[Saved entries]
* * *
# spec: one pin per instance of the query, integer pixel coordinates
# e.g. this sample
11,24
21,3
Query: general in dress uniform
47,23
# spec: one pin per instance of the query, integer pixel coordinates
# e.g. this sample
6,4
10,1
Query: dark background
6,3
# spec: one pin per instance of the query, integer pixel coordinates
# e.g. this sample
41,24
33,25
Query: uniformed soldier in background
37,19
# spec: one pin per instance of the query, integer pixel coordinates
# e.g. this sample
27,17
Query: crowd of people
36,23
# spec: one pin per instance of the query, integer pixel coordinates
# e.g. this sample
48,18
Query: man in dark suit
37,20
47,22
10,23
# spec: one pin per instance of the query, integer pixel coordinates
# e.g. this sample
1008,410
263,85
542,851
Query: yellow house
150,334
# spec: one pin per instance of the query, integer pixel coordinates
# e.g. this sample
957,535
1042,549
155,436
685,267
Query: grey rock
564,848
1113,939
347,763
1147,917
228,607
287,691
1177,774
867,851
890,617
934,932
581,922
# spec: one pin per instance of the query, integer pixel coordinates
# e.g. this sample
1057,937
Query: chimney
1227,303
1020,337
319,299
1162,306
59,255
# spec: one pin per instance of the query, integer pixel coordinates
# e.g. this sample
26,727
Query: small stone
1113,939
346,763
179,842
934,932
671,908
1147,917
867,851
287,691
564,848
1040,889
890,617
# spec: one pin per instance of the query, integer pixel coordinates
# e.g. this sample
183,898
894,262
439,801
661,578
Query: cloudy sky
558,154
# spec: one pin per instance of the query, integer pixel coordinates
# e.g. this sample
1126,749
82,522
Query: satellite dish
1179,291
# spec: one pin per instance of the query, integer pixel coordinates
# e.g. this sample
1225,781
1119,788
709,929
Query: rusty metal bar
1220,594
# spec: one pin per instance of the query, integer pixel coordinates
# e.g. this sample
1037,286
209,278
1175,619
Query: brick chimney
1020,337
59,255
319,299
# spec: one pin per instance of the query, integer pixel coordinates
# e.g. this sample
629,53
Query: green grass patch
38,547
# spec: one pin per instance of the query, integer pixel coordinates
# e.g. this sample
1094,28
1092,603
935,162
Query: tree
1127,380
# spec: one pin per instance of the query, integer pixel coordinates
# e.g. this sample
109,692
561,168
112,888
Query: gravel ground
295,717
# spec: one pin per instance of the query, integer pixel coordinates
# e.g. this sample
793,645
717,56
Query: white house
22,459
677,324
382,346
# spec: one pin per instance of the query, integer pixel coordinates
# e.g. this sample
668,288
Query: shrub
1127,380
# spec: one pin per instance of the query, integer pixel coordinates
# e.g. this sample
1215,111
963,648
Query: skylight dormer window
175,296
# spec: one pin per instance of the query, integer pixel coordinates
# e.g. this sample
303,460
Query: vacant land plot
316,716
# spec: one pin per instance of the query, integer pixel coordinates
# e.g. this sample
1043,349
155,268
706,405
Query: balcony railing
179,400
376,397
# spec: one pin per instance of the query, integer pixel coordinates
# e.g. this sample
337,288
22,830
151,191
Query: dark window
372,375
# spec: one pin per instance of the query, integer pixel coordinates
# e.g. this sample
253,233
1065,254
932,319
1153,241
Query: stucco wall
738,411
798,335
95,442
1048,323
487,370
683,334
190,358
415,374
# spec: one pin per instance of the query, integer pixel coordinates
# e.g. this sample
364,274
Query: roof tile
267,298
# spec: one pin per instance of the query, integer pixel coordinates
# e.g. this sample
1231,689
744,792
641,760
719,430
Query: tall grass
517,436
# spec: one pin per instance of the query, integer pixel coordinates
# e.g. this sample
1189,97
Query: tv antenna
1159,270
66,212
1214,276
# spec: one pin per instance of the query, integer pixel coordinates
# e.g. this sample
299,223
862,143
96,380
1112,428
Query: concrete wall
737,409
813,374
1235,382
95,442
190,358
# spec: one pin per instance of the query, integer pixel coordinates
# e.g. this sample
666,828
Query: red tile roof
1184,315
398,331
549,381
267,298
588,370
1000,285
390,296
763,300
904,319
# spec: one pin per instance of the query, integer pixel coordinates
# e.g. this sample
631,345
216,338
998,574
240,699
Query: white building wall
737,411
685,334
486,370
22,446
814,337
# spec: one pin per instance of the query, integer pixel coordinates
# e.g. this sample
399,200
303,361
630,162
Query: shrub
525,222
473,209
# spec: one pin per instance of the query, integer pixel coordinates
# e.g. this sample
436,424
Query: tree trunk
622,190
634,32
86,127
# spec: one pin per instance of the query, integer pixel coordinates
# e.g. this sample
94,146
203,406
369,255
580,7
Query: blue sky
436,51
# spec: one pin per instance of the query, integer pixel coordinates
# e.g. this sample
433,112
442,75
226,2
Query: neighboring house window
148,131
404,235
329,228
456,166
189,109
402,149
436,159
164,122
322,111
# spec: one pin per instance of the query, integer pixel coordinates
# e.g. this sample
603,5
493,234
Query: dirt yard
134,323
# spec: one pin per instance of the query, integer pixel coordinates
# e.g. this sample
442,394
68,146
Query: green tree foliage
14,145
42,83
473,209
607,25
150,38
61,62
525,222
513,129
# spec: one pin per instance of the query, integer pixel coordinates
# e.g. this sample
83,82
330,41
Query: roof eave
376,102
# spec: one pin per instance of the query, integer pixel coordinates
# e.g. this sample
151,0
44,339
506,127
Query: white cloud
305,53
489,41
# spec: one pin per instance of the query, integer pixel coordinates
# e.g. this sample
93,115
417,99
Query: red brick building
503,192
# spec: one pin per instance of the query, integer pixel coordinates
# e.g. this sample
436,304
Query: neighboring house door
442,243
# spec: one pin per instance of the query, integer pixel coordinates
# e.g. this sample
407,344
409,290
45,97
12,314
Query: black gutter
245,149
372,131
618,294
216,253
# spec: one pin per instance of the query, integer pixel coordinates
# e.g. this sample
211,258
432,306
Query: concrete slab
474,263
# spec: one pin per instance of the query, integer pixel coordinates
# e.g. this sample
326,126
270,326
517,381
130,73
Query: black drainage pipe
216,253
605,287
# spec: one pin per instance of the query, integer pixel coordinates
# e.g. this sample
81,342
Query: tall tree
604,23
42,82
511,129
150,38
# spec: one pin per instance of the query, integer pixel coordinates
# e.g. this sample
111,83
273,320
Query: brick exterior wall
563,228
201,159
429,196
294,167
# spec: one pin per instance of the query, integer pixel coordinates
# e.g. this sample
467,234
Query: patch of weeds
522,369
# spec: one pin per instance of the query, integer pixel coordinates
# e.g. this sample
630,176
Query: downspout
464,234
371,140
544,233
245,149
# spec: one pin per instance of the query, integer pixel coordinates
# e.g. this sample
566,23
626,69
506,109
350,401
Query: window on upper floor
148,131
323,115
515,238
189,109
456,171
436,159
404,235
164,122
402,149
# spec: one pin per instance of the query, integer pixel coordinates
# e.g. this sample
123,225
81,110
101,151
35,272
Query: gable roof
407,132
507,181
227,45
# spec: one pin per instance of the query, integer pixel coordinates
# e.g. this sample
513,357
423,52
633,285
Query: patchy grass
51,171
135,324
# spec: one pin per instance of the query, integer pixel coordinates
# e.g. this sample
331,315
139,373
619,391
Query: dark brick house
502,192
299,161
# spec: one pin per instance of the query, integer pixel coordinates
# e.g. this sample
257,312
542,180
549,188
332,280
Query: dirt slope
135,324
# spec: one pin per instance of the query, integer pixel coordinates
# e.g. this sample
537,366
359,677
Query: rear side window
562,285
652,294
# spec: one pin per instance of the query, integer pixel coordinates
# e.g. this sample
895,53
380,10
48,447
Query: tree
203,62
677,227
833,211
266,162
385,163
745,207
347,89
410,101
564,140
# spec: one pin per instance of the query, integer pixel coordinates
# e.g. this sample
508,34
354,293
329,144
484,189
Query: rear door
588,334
* * *
Action item:
Generate an exact reproduction of all entries.

Response below:
# spec: one pin per instance of the query, integer pixel coordinates
# e.g. this sample
11,24
21,3
Query: general in dress uniform
47,23
# spec: one pin per instance of the query, integer pixel coordinates
# e.g. this sample
6,4
10,1
Query: dark background
6,3
# spec: one pin per instance of the query, integer pixel coordinates
# e.g. this sample
41,24
33,25
Query: uniformed soldier in background
37,19
# spec: one pin per instance of the query, integer pixel coordinates
# e.g. this sample
27,17
Query: crowd of people
36,23
# spec: one pin per instance of the query, integer pixel coordinates
# e.g. this sample
48,18
Query: man in dark suit
37,20
47,22
10,23
# spec: one pin per instance of the query, integer pixel coordinates
# e.g. this sample
1008,410
263,85
542,851
Query: yellow house
150,334
# spec: one pin per instance of the query, integer pixel coordinates
# e.g. this sample
957,535
1042,549
155,436
685,267
Query: grey rock
564,848
1113,939
347,763
1147,917
228,607
287,691
1177,774
867,851
890,617
934,932
581,922
# spec: one pin per instance of the query, integer pixel coordinates
# e.g. this sample
1057,937
Query: chimney
1227,303
1020,337
319,299
1162,306
59,255
# spec: one pin per instance of the query, integer pixel coordinates
# e.g. this sample
26,727
Query: small stone
1113,939
346,763
179,842
934,932
671,908
1147,917
867,851
287,691
564,848
1040,889
890,617
# spec: one pin per instance of the query, integer pixel coordinates
# e.g. this sample
183,898
894,262
439,801
661,578
Query: cloudy sky
558,154
# spec: one pin per instance of the query, integer pixel coordinates
# e.g. this sample
1126,749
82,522
Query: satellite dish
1179,291
# spec: one pin per instance of the query, integer pixel coordinates
# e.g. this sample
1225,781
1119,788
709,929
Query: rusty metal bar
1220,594
# spec: one pin per instance of the query, integer pixel coordinates
# e.g. this sample
1037,286
209,278
1175,619
Query: brick chimney
1020,337
59,255
319,299
# spec: one pin per instance of the query, integer pixel coordinates
# e.g. this sample
629,53
Query: green grass patch
38,547
# spec: one pin per instance of the query, integer pixel coordinates
# e.g. this sample
1094,28
1092,603
935,162
Query: tree
1127,380
# spec: one pin per instance of the query, integer pixel coordinates
# e.g. this sample
109,692
561,168
112,888
Query: gravel ground
295,717
# spec: one pin per instance of the query, integer pixel coordinates
# e.g. this sample
793,645
717,56
Query: white house
22,459
677,324
382,346
# spec: one pin per instance of the query, integer pixel coordinates
# e.g. this sample
668,288
Query: shrub
1127,380
# spec: one pin per instance of the query, integer pixel coordinates
# e.g. this sample
1215,111
963,648
Query: skylight dormer window
175,296
# spec: one pin per instance of the query, integer pixel coordinates
# e.g. this sample
303,460
Query: vacant land plot
316,716
# spec: one pin per instance of the query, integer pixel coordinates
# e.g. this sample
1043,349
155,268
706,405
Query: balcony railing
179,400
376,397
# spec: one pin per instance of the query, integer pixel coordinates
# e.g. this sample
337,288
22,830
151,191
Query: dark window
372,375
# spec: one pin per instance of the query, integer pixel coordinates
# e.g. this sample
253,233
1065,254
932,319
1153,241
Query: stucco wall
738,411
798,335
95,442
1048,323
487,370
683,334
190,358
415,374
# spec: one pin per instance of the query, integer pixel coordinates
# e.g. this sample
364,274
Query: roof tile
267,298
# spec: one pin per instance of the query, integer pixel coordinates
# e.g. this sample
1231,689
744,792
641,760
719,430
Query: tall grass
517,436
# spec: one pin per instance of the query, integer pixel coordinates
# e.g. this sample
1189,97
Query: tv antenna
1159,270
66,212
1214,276
# spec: one pin per instance of the query, integer pixel coordinates
# e.g. this sample
299,223
862,143
96,380
1112,428
Query: concrete wall
737,409
813,374
1235,382
95,442
190,358
# spec: one pin per instance of the query, integer pixel coordinates
# e.g. this sample
666,828
Query: red tile roof
1184,315
398,331
549,381
267,298
588,370
1000,285
390,296
763,300
904,319
# spec: one pin per instance of the query, integer pixel coordinates
# e.g. this sample
631,345
216,338
998,574
240,699
Query: white building wall
737,411
685,334
486,370
22,446
814,337
# spec: one pin per instance of the query, integer pixel coordinates
# e.g. this sample
399,200
303,361
630,162
Query: shrub
525,222
473,209
# spec: one pin per instance of the query, integer pixel coordinates
# e.g. this sample
436,424
Query: tree trunk
622,190
634,32
86,127
# spec: one pin per instance of the query, integer pixel coordinates
# e.g. this sample
94,146
203,406
369,255
580,7
Query: blue sky
436,51
# spec: one pin per instance of the query, integer pixel coordinates
# e.g. this sample
433,112
442,75
226,2
Query: neighboring house window
148,131
404,235
329,228
456,166
189,109
402,149
436,159
164,122
322,111
# spec: one pin per instance of the query, integer pixel coordinates
# e.g. this sample
603,5
493,234
Query: dirt yard
134,323
# spec: one pin per instance of the query, integer pixel coordinates
# e.g. this sample
442,394
68,146
Query: green tree foliage
14,145
42,83
473,209
607,25
150,38
61,62
525,222
513,129
# spec: one pin per instance of the query, integer pixel coordinates
# e.g. this sample
83,82
330,41
Query: roof eave
376,102
# spec: one pin per instance of the query, integer pixel coordinates
# e.g. this sample
151,0
44,339
506,127
Query: white cloud
305,53
489,41
# spec: one pin per instance of the query, integer pixel coordinates
# e.g. this sample
93,115
417,99
Query: red brick building
503,192
# spec: one pin per instance of the query, integer pixel coordinates
# e.g. this sample
436,304
Query: neighboring house door
442,243
# spec: one pin per instance of the query, integer pixel coordinates
# e.g. this sample
407,344
409,290
45,97
12,314
Query: black gutter
245,149
372,131
618,294
216,253
# spec: one pin per instance of the query, integer pixel coordinates
# e.g. this sample
211,258
432,306
Query: concrete slab
474,263
# spec: one pin per instance of the query, integer pixel coordinates
# e.g. this sample
326,126
270,326
517,381
130,73
Query: black drainage pipe
216,253
605,287
# spec: one pin per instance of the query, integer pixel coordinates
# e.g. this sample
81,342
Query: tall tree
604,23
42,82
511,129
150,38
# spec: one pin per instance of the query, integer pixel coordinates
# e.g. this sample
111,83
273,320
Query: brick exterior wall
563,228
201,159
429,196
294,167
# spec: one pin per instance of the query, integer pixel coordinates
# e.g. this sample
467,234
Query: patch of weeds
522,369
# spec: one pin per instance of the query, integer pixel coordinates
# e.g. this sample
630,176
Query: downspout
464,234
371,140
544,233
245,149
# spec: one pin per instance of the query, integer pixel coordinates
# e.g. this sample
566,23
626,69
506,109
350,401
Query: window on upper floor
148,131
323,115
515,238
189,109
456,171
436,159
404,235
164,122
402,149
# spec: one pin per instance of the query, integer pixel coordinates
# e.g. this sample
123,225
81,110
101,151
35,272
Query: gable roof
407,132
507,181
227,45
# spec: one pin per instance of the query, integer pixel coordinates
# e.g. this sample
513,357
423,52
633,285
Query: patchy grass
51,171
135,324
# spec: one pin per instance of the query, integer pixel coordinates
# e.g. this sample
331,315
139,373
619,391
Query: dark brick house
502,192
299,161
# spec: one pin per instance of the query, integer pixel coordinates
# e.g. this sample
257,312
542,180
549,188
332,280
Query: dirt slope
135,324
# spec: one pin per instance of the query, integer pixel coordinates
# e.g. this sample
537,366
359,677
Query: rear side window
562,285
652,294
# spec: one pin per instance of the query, integer pixel coordinates
# e.g. this sample
895,53
380,10
48,447
Query: tree
203,62
677,227
833,211
266,162
385,163
745,207
347,89
410,101
564,140
# spec: one pin per instance of the query, integer pixel coordinates
# e.g. this sample
508,34
354,293
329,144
484,189
Query: rear door
588,334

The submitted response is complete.